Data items
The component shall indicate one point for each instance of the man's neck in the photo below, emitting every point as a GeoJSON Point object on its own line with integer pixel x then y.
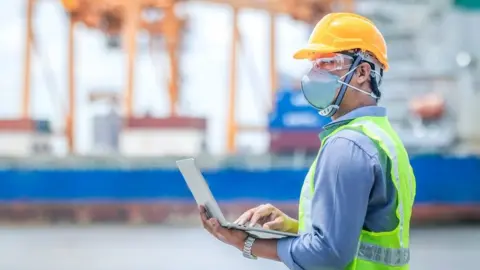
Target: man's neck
{"type": "Point", "coordinates": [342, 111]}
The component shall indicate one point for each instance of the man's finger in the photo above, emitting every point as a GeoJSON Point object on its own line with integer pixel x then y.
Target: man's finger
{"type": "Point", "coordinates": [276, 224]}
{"type": "Point", "coordinates": [245, 217]}
{"type": "Point", "coordinates": [261, 212]}
{"type": "Point", "coordinates": [205, 221]}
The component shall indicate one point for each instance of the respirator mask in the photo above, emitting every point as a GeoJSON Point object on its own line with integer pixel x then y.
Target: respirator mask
{"type": "Point", "coordinates": [320, 86]}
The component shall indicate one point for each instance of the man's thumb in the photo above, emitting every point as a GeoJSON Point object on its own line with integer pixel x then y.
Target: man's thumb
{"type": "Point", "coordinates": [274, 224]}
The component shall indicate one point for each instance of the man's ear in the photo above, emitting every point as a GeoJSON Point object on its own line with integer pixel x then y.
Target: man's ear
{"type": "Point", "coordinates": [362, 73]}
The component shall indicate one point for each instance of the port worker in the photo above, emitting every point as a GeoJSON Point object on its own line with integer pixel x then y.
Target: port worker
{"type": "Point", "coordinates": [356, 201]}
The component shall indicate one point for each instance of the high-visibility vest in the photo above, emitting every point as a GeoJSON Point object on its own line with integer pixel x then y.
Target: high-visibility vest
{"type": "Point", "coordinates": [376, 250]}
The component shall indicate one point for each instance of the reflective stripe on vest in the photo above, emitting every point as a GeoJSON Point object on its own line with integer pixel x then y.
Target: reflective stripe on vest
{"type": "Point", "coordinates": [386, 256]}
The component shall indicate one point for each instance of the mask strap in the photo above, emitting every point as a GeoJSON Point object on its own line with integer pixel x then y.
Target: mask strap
{"type": "Point", "coordinates": [333, 107]}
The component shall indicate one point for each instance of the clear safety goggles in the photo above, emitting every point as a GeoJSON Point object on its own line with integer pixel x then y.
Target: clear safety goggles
{"type": "Point", "coordinates": [332, 62]}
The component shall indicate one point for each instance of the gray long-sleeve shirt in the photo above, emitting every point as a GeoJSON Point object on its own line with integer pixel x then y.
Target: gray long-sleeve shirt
{"type": "Point", "coordinates": [352, 191]}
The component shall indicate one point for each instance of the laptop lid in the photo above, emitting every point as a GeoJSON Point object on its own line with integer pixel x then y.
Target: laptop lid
{"type": "Point", "coordinates": [200, 189]}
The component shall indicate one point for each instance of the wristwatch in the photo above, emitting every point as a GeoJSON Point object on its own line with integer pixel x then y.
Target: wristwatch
{"type": "Point", "coordinates": [247, 248]}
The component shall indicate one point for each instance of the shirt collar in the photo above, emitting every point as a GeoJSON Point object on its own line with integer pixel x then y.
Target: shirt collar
{"type": "Point", "coordinates": [375, 111]}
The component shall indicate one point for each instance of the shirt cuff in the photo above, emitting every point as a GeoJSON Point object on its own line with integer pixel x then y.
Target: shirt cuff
{"type": "Point", "coordinates": [284, 247]}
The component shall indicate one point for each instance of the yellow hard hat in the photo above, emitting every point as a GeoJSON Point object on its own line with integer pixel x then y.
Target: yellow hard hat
{"type": "Point", "coordinates": [337, 32]}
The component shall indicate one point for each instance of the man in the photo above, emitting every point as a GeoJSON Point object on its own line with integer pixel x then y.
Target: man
{"type": "Point", "coordinates": [357, 198]}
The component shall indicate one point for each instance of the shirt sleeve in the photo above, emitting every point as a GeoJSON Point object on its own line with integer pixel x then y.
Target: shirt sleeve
{"type": "Point", "coordinates": [343, 181]}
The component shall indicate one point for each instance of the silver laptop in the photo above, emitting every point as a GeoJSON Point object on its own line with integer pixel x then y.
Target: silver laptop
{"type": "Point", "coordinates": [203, 196]}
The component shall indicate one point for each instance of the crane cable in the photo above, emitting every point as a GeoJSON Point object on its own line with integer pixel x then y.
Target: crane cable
{"type": "Point", "coordinates": [253, 74]}
{"type": "Point", "coordinates": [48, 74]}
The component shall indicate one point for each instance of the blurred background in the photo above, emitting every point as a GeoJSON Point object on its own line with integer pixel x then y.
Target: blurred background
{"type": "Point", "coordinates": [100, 97]}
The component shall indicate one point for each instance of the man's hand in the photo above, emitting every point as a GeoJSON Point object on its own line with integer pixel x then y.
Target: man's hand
{"type": "Point", "coordinates": [232, 237]}
{"type": "Point", "coordinates": [269, 217]}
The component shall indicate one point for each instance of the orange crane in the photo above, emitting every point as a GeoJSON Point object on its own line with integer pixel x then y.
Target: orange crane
{"type": "Point", "coordinates": [123, 17]}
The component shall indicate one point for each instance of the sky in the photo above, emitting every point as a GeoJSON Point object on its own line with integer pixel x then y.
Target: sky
{"type": "Point", "coordinates": [205, 72]}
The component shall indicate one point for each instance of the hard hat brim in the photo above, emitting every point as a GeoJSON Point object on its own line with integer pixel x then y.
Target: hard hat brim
{"type": "Point", "coordinates": [313, 51]}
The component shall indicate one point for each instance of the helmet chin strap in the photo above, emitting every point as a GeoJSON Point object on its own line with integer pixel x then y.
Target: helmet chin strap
{"type": "Point", "coordinates": [335, 105]}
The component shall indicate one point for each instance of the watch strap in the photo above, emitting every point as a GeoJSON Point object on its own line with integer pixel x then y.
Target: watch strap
{"type": "Point", "coordinates": [247, 248]}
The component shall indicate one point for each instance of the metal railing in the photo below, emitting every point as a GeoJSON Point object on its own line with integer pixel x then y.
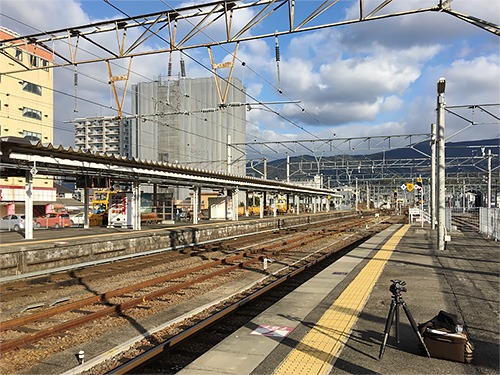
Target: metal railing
{"type": "Point", "coordinates": [489, 222]}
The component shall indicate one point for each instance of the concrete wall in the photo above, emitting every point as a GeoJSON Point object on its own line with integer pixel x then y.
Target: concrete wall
{"type": "Point", "coordinates": [40, 257]}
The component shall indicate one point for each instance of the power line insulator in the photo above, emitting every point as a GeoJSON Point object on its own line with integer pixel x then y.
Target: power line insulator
{"type": "Point", "coordinates": [183, 68]}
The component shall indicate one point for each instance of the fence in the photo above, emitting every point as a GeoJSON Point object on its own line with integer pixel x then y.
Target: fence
{"type": "Point", "coordinates": [489, 222]}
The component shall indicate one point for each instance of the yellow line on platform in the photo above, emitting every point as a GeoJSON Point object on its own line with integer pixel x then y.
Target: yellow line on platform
{"type": "Point", "coordinates": [317, 350]}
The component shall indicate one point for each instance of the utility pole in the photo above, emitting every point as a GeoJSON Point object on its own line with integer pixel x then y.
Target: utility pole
{"type": "Point", "coordinates": [441, 164]}
{"type": "Point", "coordinates": [433, 177]}
{"type": "Point", "coordinates": [287, 168]}
{"type": "Point", "coordinates": [356, 194]}
{"type": "Point", "coordinates": [489, 179]}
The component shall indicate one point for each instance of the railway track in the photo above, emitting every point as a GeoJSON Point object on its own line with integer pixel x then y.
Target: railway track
{"type": "Point", "coordinates": [214, 265]}
{"type": "Point", "coordinates": [36, 285]}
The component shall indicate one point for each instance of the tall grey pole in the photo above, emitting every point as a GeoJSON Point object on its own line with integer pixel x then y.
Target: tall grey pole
{"type": "Point", "coordinates": [441, 163]}
{"type": "Point", "coordinates": [489, 180]}
{"type": "Point", "coordinates": [28, 204]}
{"type": "Point", "coordinates": [287, 169]}
{"type": "Point", "coordinates": [433, 176]}
{"type": "Point", "coordinates": [229, 155]}
{"type": "Point", "coordinates": [356, 192]}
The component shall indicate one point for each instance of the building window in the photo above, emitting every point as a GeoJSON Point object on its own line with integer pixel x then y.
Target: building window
{"type": "Point", "coordinates": [19, 54]}
{"type": "Point", "coordinates": [31, 87]}
{"type": "Point", "coordinates": [33, 60]}
{"type": "Point", "coordinates": [32, 113]}
{"type": "Point", "coordinates": [32, 136]}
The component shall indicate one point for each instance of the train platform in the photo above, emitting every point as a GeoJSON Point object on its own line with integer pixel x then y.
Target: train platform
{"type": "Point", "coordinates": [334, 323]}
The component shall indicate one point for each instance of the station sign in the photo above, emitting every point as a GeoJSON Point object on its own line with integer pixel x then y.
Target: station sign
{"type": "Point", "coordinates": [272, 331]}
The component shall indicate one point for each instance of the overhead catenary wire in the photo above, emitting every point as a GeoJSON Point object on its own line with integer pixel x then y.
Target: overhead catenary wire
{"type": "Point", "coordinates": [182, 130]}
{"type": "Point", "coordinates": [219, 77]}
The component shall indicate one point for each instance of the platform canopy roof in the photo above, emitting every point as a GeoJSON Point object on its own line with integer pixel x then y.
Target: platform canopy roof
{"type": "Point", "coordinates": [46, 159]}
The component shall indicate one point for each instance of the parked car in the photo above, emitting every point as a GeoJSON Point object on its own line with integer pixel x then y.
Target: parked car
{"type": "Point", "coordinates": [53, 220]}
{"type": "Point", "coordinates": [14, 222]}
{"type": "Point", "coordinates": [78, 219]}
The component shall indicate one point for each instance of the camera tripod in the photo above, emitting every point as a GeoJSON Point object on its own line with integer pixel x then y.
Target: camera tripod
{"type": "Point", "coordinates": [396, 288]}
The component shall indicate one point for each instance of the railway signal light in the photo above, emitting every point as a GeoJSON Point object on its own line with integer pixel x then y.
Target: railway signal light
{"type": "Point", "coordinates": [13, 172]}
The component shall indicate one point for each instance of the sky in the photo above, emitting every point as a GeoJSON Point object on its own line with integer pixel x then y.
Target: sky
{"type": "Point", "coordinates": [374, 78]}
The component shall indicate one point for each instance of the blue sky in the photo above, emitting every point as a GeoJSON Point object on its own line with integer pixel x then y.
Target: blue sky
{"type": "Point", "coordinates": [375, 78]}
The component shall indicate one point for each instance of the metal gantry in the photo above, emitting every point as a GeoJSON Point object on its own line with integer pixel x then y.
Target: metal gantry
{"type": "Point", "coordinates": [188, 27]}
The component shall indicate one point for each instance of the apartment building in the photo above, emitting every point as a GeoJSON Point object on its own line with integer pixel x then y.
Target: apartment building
{"type": "Point", "coordinates": [104, 135]}
{"type": "Point", "coordinates": [26, 111]}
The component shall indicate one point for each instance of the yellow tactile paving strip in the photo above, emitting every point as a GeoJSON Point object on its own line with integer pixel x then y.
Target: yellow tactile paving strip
{"type": "Point", "coordinates": [316, 352]}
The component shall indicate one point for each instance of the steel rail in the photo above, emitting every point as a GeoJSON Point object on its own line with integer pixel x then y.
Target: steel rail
{"type": "Point", "coordinates": [141, 359]}
{"type": "Point", "coordinates": [119, 308]}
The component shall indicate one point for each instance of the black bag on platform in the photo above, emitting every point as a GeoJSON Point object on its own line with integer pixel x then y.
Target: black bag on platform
{"type": "Point", "coordinates": [446, 339]}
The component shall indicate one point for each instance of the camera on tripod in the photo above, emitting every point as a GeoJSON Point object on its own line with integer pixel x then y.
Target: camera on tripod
{"type": "Point", "coordinates": [397, 287]}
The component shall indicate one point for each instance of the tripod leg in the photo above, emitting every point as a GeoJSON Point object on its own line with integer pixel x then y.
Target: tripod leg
{"type": "Point", "coordinates": [397, 321]}
{"type": "Point", "coordinates": [387, 329]}
{"type": "Point", "coordinates": [415, 328]}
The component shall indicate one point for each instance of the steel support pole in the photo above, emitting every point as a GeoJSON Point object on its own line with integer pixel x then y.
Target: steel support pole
{"type": "Point", "coordinates": [441, 215]}
{"type": "Point", "coordinates": [86, 204]}
{"type": "Point", "coordinates": [261, 201]}
{"type": "Point", "coordinates": [367, 196]}
{"type": "Point", "coordinates": [136, 206]}
{"type": "Point", "coordinates": [246, 203]}
{"type": "Point", "coordinates": [433, 177]}
{"type": "Point", "coordinates": [28, 206]}
{"type": "Point", "coordinates": [287, 169]}
{"type": "Point", "coordinates": [489, 180]}
{"type": "Point", "coordinates": [195, 205]}
{"type": "Point", "coordinates": [235, 204]}
{"type": "Point", "coordinates": [356, 192]}
{"type": "Point", "coordinates": [229, 155]}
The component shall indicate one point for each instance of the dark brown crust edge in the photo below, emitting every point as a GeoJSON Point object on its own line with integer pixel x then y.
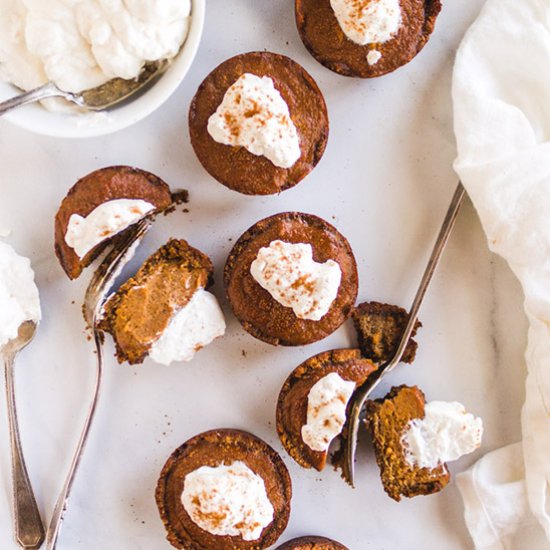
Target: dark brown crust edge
{"type": "Point", "coordinates": [431, 11]}
{"type": "Point", "coordinates": [312, 543]}
{"type": "Point", "coordinates": [383, 349]}
{"type": "Point", "coordinates": [349, 364]}
{"type": "Point", "coordinates": [258, 228]}
{"type": "Point", "coordinates": [92, 190]}
{"type": "Point", "coordinates": [176, 251]}
{"type": "Point", "coordinates": [240, 170]}
{"type": "Point", "coordinates": [270, 535]}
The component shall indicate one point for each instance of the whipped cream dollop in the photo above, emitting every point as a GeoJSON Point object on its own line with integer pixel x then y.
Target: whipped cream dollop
{"type": "Point", "coordinates": [294, 279]}
{"type": "Point", "coordinates": [191, 328]}
{"type": "Point", "coordinates": [446, 433]}
{"type": "Point", "coordinates": [81, 44]}
{"type": "Point", "coordinates": [368, 21]}
{"type": "Point", "coordinates": [254, 115]}
{"type": "Point", "coordinates": [19, 299]}
{"type": "Point", "coordinates": [326, 411]}
{"type": "Point", "coordinates": [103, 222]}
{"type": "Point", "coordinates": [227, 500]}
{"type": "Point", "coordinates": [373, 57]}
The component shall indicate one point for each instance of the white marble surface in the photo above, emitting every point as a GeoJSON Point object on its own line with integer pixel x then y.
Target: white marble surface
{"type": "Point", "coordinates": [385, 182]}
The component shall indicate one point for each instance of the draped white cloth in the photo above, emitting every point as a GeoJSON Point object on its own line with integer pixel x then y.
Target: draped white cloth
{"type": "Point", "coordinates": [501, 97]}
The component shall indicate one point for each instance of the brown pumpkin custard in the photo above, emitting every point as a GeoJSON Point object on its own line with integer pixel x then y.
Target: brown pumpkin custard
{"type": "Point", "coordinates": [258, 123]}
{"type": "Point", "coordinates": [312, 404]}
{"type": "Point", "coordinates": [379, 329]}
{"type": "Point", "coordinates": [312, 543]}
{"type": "Point", "coordinates": [365, 38]}
{"type": "Point", "coordinates": [413, 440]}
{"type": "Point", "coordinates": [224, 489]}
{"type": "Point", "coordinates": [101, 205]}
{"type": "Point", "coordinates": [291, 279]}
{"type": "Point", "coordinates": [165, 311]}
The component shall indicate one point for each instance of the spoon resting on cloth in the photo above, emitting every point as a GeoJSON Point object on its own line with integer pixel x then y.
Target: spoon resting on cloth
{"type": "Point", "coordinates": [29, 530]}
{"type": "Point", "coordinates": [102, 97]}
{"type": "Point", "coordinates": [346, 457]}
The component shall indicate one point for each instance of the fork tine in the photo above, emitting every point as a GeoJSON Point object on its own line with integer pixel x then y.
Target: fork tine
{"type": "Point", "coordinates": [110, 267]}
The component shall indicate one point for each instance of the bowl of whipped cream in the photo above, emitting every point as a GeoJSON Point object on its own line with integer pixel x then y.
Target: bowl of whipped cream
{"type": "Point", "coordinates": [82, 44]}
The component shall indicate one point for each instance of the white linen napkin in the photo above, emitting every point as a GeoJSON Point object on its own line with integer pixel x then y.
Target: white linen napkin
{"type": "Point", "coordinates": [501, 97]}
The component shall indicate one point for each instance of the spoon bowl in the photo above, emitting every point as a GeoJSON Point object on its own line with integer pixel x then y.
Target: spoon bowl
{"type": "Point", "coordinates": [37, 119]}
{"type": "Point", "coordinates": [101, 98]}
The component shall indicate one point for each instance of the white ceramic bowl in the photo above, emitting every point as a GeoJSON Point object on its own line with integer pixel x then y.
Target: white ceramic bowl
{"type": "Point", "coordinates": [35, 118]}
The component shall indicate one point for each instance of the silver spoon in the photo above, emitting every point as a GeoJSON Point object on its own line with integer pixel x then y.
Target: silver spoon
{"type": "Point", "coordinates": [108, 270]}
{"type": "Point", "coordinates": [360, 395]}
{"type": "Point", "coordinates": [29, 530]}
{"type": "Point", "coordinates": [103, 97]}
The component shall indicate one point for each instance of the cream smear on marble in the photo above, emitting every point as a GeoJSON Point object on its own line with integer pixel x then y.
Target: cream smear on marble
{"type": "Point", "coordinates": [103, 222]}
{"type": "Point", "coordinates": [81, 44]}
{"type": "Point", "coordinates": [294, 279]}
{"type": "Point", "coordinates": [326, 411]}
{"type": "Point", "coordinates": [368, 21]}
{"type": "Point", "coordinates": [446, 433]}
{"type": "Point", "coordinates": [254, 115]}
{"type": "Point", "coordinates": [191, 328]}
{"type": "Point", "coordinates": [19, 300]}
{"type": "Point", "coordinates": [228, 500]}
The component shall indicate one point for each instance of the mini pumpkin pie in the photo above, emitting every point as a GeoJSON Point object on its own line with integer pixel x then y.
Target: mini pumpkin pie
{"type": "Point", "coordinates": [379, 330]}
{"type": "Point", "coordinates": [165, 311]}
{"type": "Point", "coordinates": [413, 440]}
{"type": "Point", "coordinates": [291, 279]}
{"type": "Point", "coordinates": [258, 123]}
{"type": "Point", "coordinates": [101, 205]}
{"type": "Point", "coordinates": [224, 489]}
{"type": "Point", "coordinates": [311, 409]}
{"type": "Point", "coordinates": [365, 38]}
{"type": "Point", "coordinates": [312, 543]}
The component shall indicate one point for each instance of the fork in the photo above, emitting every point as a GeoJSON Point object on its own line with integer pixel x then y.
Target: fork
{"type": "Point", "coordinates": [360, 395]}
{"type": "Point", "coordinates": [123, 248]}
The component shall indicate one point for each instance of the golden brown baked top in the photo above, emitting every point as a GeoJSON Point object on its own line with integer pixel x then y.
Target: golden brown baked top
{"type": "Point", "coordinates": [213, 448]}
{"type": "Point", "coordinates": [236, 167]}
{"type": "Point", "coordinates": [327, 42]}
{"type": "Point", "coordinates": [259, 313]}
{"type": "Point", "coordinates": [105, 184]}
{"type": "Point", "coordinates": [312, 543]}
{"type": "Point", "coordinates": [139, 312]}
{"type": "Point", "coordinates": [387, 419]}
{"type": "Point", "coordinates": [293, 398]}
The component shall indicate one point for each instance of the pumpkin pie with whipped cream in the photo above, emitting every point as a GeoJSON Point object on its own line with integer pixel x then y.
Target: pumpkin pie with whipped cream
{"type": "Point", "coordinates": [365, 38]}
{"type": "Point", "coordinates": [312, 404]}
{"type": "Point", "coordinates": [165, 311]}
{"type": "Point", "coordinates": [224, 489]}
{"type": "Point", "coordinates": [413, 440]}
{"type": "Point", "coordinates": [291, 279]}
{"type": "Point", "coordinates": [258, 123]}
{"type": "Point", "coordinates": [312, 543]}
{"type": "Point", "coordinates": [101, 205]}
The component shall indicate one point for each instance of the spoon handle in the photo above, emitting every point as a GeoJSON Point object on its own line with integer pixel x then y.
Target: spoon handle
{"type": "Point", "coordinates": [361, 394]}
{"type": "Point", "coordinates": [29, 530]}
{"type": "Point", "coordinates": [43, 92]}
{"type": "Point", "coordinates": [63, 499]}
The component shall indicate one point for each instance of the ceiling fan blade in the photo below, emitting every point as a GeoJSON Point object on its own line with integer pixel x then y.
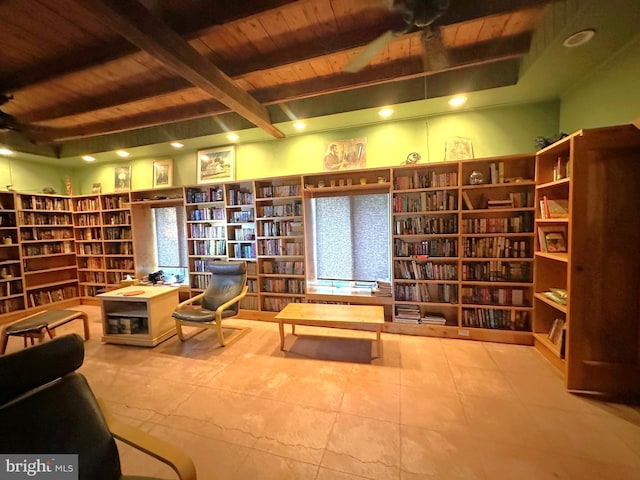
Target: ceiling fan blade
{"type": "Point", "coordinates": [370, 51]}
{"type": "Point", "coordinates": [435, 56]}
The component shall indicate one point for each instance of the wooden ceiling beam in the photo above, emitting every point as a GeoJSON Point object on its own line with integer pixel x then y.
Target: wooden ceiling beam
{"type": "Point", "coordinates": [461, 58]}
{"type": "Point", "coordinates": [87, 57]}
{"type": "Point", "coordinates": [304, 52]}
{"type": "Point", "coordinates": [131, 20]}
{"type": "Point", "coordinates": [463, 11]}
{"type": "Point", "coordinates": [149, 119]}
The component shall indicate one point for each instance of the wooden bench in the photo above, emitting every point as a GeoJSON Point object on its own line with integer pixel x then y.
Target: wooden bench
{"type": "Point", "coordinates": [352, 317]}
{"type": "Point", "coordinates": [35, 325]}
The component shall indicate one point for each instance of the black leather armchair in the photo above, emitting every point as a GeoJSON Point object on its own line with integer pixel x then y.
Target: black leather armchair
{"type": "Point", "coordinates": [219, 301]}
{"type": "Point", "coordinates": [47, 407]}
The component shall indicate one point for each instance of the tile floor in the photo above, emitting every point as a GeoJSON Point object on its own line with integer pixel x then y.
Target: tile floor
{"type": "Point", "coordinates": [430, 408]}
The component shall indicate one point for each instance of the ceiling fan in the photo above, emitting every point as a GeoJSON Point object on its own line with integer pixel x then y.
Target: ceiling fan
{"type": "Point", "coordinates": [415, 14]}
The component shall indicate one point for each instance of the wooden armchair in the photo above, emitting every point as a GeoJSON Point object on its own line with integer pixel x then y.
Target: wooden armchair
{"type": "Point", "coordinates": [47, 408]}
{"type": "Point", "coordinates": [219, 301]}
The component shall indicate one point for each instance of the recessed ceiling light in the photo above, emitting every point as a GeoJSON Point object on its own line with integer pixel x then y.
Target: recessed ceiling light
{"type": "Point", "coordinates": [579, 38]}
{"type": "Point", "coordinates": [458, 100]}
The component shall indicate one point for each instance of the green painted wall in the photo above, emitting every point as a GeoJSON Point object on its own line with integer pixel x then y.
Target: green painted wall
{"type": "Point", "coordinates": [493, 131]}
{"type": "Point", "coordinates": [32, 177]}
{"type": "Point", "coordinates": [609, 96]}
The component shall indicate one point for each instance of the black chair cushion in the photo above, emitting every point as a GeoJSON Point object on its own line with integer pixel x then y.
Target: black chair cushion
{"type": "Point", "coordinates": [227, 281]}
{"type": "Point", "coordinates": [200, 314]}
{"type": "Point", "coordinates": [61, 417]}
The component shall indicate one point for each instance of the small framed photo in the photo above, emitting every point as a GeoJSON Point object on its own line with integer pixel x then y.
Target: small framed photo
{"type": "Point", "coordinates": [122, 179]}
{"type": "Point", "coordinates": [458, 148]}
{"type": "Point", "coordinates": [162, 173]}
{"type": "Point", "coordinates": [216, 164]}
{"type": "Point", "coordinates": [553, 239]}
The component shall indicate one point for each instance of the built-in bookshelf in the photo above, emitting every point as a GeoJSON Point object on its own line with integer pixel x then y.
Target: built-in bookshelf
{"type": "Point", "coordinates": [11, 279]}
{"type": "Point", "coordinates": [87, 225]}
{"type": "Point", "coordinates": [240, 212]}
{"type": "Point", "coordinates": [206, 231]}
{"type": "Point", "coordinates": [117, 240]}
{"type": "Point", "coordinates": [426, 244]}
{"type": "Point", "coordinates": [587, 259]}
{"type": "Point", "coordinates": [497, 243]}
{"type": "Point", "coordinates": [280, 242]}
{"type": "Point", "coordinates": [46, 240]}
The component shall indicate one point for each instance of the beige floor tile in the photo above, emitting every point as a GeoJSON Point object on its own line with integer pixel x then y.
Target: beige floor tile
{"type": "Point", "coordinates": [427, 409]}
{"type": "Point", "coordinates": [297, 432]}
{"type": "Point", "coordinates": [266, 466]}
{"type": "Point", "coordinates": [365, 447]}
{"type": "Point", "coordinates": [229, 416]}
{"type": "Point", "coordinates": [319, 391]}
{"type": "Point", "coordinates": [468, 354]}
{"type": "Point", "coordinates": [372, 399]}
{"type": "Point", "coordinates": [431, 409]}
{"type": "Point", "coordinates": [481, 382]}
{"type": "Point", "coordinates": [427, 453]}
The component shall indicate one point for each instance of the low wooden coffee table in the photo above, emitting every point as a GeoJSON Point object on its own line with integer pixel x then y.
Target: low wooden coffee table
{"type": "Point", "coordinates": [351, 317]}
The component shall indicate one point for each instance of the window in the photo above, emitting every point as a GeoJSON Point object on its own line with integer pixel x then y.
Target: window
{"type": "Point", "coordinates": [171, 245]}
{"type": "Point", "coordinates": [351, 237]}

WHAT YOU WILL DO -
Return exactly, and only, the lines above starting at the line that contains "the white linen" and ending at the line that contains "the white ceramic".

RESPONSE TO THIS EXERCISE -
The component shall indicate one point for each instance of the white linen napkin in the photo above, emitting every point as a GeoJSON Point object on its own line with integer pixel x then y.
Target: white linen napkin
{"type": "Point", "coordinates": [501, 97]}
The component shall indicate one point for each instance of the spoon bowl in the photo above, emitting every point as a GeoJSON Point object on its own line with integer pixel x then y.
Target: spoon bowl
{"type": "Point", "coordinates": [37, 119]}
{"type": "Point", "coordinates": [101, 98]}
The component shall indicate one point for each instance of the white ceramic bowl in the photo above, emitting every point as a GeoJSON Point object on its own line with integer pixel x then y.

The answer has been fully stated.